*DIRECTION:*
Render the data as a numbered list, covering the stretch from its first line through the line containing "157,148,170,180", and omit any blank lines.

*Data drawn from a collection:*
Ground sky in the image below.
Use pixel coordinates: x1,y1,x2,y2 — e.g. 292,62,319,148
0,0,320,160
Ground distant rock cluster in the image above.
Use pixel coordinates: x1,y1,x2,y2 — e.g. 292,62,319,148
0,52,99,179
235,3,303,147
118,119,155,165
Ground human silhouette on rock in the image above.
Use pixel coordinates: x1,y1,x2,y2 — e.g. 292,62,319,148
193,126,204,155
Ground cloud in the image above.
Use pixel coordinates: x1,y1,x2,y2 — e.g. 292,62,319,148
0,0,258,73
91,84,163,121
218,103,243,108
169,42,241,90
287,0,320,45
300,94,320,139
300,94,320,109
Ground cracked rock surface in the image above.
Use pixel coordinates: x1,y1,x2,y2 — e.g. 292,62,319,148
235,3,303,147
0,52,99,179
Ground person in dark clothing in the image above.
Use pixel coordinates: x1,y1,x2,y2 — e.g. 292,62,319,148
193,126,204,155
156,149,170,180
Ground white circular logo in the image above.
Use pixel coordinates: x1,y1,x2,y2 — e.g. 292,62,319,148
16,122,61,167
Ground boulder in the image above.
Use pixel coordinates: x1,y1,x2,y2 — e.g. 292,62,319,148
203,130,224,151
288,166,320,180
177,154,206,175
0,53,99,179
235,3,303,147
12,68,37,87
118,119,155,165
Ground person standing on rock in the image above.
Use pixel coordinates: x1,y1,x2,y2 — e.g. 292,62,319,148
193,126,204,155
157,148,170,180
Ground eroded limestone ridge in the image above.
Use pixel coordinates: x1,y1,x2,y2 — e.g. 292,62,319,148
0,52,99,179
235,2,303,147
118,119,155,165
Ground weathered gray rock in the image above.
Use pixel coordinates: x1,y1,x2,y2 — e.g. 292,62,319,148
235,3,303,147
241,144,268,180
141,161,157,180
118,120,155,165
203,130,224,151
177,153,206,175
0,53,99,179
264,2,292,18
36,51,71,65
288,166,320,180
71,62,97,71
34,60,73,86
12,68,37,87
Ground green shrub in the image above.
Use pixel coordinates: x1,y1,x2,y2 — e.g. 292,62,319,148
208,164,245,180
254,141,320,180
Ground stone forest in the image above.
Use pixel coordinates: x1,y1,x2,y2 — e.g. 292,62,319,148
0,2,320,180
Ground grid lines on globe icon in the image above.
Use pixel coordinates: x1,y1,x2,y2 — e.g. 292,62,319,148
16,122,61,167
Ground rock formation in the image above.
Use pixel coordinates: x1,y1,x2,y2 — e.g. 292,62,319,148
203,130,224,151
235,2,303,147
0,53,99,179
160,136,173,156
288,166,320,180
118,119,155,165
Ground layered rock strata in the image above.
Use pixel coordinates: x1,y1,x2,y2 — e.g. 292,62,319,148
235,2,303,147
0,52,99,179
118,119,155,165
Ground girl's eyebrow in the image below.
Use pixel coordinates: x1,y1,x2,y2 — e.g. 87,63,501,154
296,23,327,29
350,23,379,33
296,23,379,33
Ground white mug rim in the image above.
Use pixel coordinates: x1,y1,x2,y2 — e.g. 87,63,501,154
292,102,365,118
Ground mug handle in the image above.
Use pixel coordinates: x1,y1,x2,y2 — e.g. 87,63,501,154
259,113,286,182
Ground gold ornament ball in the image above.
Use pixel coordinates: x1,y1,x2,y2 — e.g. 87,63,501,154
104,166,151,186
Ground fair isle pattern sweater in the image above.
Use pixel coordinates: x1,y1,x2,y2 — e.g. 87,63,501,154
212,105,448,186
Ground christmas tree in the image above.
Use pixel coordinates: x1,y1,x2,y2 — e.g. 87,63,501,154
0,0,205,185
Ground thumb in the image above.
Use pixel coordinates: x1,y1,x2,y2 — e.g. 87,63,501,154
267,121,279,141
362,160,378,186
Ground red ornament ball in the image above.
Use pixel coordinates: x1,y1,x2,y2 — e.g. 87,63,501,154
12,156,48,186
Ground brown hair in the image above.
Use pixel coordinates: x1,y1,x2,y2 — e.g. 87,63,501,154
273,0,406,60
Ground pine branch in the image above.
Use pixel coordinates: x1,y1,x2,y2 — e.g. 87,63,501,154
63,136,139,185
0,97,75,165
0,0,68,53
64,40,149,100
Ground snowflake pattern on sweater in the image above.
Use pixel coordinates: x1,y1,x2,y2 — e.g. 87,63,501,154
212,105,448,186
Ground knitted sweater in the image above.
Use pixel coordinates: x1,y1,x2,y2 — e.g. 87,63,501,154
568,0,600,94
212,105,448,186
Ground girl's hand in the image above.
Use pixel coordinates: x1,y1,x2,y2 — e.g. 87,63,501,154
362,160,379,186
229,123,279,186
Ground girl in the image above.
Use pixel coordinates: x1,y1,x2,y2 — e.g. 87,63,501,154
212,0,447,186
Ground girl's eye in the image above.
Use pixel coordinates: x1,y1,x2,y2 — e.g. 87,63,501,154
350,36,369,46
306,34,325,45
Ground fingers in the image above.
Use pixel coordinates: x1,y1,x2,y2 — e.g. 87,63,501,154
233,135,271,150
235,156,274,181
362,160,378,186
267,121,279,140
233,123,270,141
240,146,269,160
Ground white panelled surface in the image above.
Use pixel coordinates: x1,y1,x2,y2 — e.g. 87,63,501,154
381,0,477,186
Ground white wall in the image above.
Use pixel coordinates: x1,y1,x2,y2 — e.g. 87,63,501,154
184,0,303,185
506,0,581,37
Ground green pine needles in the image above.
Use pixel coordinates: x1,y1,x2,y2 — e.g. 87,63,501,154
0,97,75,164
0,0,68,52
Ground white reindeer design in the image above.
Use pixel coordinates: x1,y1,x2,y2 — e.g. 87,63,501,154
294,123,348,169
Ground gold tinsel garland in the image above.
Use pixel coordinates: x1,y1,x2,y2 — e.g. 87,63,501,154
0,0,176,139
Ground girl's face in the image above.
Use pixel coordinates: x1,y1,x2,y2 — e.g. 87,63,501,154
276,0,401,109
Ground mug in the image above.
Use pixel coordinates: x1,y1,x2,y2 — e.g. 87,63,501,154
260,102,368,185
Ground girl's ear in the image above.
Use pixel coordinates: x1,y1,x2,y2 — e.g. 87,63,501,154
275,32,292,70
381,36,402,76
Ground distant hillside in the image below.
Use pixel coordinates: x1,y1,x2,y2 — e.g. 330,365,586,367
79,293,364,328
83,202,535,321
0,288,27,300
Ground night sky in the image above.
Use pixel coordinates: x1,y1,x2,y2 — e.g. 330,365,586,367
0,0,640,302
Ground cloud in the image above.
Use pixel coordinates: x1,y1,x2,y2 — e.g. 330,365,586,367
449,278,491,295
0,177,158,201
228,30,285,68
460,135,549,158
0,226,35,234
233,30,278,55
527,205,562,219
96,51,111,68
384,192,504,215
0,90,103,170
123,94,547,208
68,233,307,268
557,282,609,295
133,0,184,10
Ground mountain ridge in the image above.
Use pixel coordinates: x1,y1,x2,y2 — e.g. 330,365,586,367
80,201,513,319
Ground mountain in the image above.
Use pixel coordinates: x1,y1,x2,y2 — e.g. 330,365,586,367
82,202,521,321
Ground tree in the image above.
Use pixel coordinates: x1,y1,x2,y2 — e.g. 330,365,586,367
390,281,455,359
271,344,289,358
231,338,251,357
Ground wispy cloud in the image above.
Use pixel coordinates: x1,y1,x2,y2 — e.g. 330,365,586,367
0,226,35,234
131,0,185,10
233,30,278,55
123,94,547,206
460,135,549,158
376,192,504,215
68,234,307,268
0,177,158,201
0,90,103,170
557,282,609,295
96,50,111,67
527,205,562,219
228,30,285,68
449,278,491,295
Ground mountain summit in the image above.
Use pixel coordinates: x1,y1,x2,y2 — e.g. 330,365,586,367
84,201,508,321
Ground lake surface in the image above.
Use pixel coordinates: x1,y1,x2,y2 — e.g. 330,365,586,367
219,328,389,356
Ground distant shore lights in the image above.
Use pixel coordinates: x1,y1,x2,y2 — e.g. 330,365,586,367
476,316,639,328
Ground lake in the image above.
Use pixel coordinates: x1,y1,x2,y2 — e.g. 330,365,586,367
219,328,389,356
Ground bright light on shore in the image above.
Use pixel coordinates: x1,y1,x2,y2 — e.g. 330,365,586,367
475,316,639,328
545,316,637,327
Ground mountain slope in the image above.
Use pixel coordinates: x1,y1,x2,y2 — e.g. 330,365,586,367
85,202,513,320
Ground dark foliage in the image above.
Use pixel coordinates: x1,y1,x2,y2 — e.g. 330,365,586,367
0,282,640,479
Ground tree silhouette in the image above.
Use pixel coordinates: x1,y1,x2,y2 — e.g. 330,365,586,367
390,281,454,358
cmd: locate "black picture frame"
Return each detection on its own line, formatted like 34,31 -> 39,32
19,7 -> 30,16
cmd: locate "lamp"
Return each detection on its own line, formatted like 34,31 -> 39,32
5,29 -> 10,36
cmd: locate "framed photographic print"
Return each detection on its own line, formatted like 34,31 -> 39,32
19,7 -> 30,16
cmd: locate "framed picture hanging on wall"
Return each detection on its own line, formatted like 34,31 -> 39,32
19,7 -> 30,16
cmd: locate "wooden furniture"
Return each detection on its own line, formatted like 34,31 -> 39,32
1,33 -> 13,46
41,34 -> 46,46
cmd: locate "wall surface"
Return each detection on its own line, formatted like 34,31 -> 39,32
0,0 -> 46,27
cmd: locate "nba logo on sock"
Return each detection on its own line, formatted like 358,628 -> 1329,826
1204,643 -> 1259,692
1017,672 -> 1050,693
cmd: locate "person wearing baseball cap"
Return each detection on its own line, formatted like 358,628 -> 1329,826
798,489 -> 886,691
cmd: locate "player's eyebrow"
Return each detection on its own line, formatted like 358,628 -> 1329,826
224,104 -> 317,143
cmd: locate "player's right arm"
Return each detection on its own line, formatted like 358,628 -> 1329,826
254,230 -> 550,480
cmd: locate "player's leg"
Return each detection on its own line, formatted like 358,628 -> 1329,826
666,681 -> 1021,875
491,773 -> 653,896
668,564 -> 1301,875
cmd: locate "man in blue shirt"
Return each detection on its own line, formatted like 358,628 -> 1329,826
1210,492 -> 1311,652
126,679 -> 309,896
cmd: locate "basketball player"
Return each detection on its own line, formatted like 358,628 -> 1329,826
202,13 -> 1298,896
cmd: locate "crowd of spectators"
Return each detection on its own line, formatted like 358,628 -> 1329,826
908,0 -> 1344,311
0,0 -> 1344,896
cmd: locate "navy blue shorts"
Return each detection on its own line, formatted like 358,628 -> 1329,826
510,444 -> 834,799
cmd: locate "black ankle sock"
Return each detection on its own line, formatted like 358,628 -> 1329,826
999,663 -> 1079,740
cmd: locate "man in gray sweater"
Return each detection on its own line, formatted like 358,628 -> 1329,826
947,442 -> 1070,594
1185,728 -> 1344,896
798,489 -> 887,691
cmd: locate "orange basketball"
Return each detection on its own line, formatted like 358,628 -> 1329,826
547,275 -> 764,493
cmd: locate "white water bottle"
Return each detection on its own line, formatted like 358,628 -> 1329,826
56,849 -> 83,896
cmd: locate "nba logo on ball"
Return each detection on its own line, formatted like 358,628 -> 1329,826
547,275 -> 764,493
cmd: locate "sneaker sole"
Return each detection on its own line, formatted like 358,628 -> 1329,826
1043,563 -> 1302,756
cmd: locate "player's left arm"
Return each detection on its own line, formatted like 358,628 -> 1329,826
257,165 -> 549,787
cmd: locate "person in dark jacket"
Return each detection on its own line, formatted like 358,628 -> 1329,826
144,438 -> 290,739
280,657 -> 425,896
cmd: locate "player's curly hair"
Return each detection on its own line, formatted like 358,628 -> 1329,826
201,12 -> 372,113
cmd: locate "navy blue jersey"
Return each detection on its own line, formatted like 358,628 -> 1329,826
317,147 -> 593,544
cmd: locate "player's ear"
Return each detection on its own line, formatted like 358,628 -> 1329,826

*WRITTEN SOLUTION:*
1. Ground sky in the image below.
2. Use pixel coordinates: x1,y1,x2,y2 — e.g. 292,62,319,148
3. 0,0,320,160
4. Ground distant rock cluster in the image above.
5. Use pixel coordinates: x1,y1,x2,y2 — e.g. 292,62,319,148
6. 0,52,99,179
7. 235,3,303,147
8. 118,119,155,165
9. Ground human silhouette on rock in the image above.
10. Use pixel coordinates: x1,y1,x2,y2 — e.g. 292,62,319,148
11. 193,126,204,155
12. Ground cloud in the image above.
13. Use pixel coordinates: x1,y1,x2,y2 — e.g. 292,62,319,148
14. 0,0,258,73
15. 91,84,163,121
16. 218,103,243,108
17. 169,42,241,90
18. 287,0,320,45
19. 300,94,320,139
20. 300,94,320,109
21. Ground cracked rock surface in the image above.
22. Use pixel coordinates: x1,y1,x2,y2 — e.g. 292,62,319,148
23. 235,3,303,147
24. 0,52,99,179
25. Ground person in dark clothing in the image above.
26. Use pixel coordinates: x1,y1,x2,y2 — e.g. 292,62,319,148
27. 193,126,204,155
28. 156,149,170,180
29. Ground white circular logo in the image above.
30. Use pixel coordinates: x1,y1,x2,y2 — e.g. 292,62,319,148
31. 16,122,61,167
32. Ground boulder in the image above.
33. Use pixel coordinates: x1,y1,x2,y2 — e.g. 292,62,319,148
34. 203,130,224,151
35. 288,166,320,180
36. 177,154,206,175
37. 0,53,99,179
38. 235,3,303,147
39. 12,68,37,87
40. 118,119,155,165
41. Ground person standing on rock in the image above.
42. Use pixel coordinates: x1,y1,x2,y2 — e.g. 292,62,319,148
43. 193,126,204,155
44. 157,148,170,180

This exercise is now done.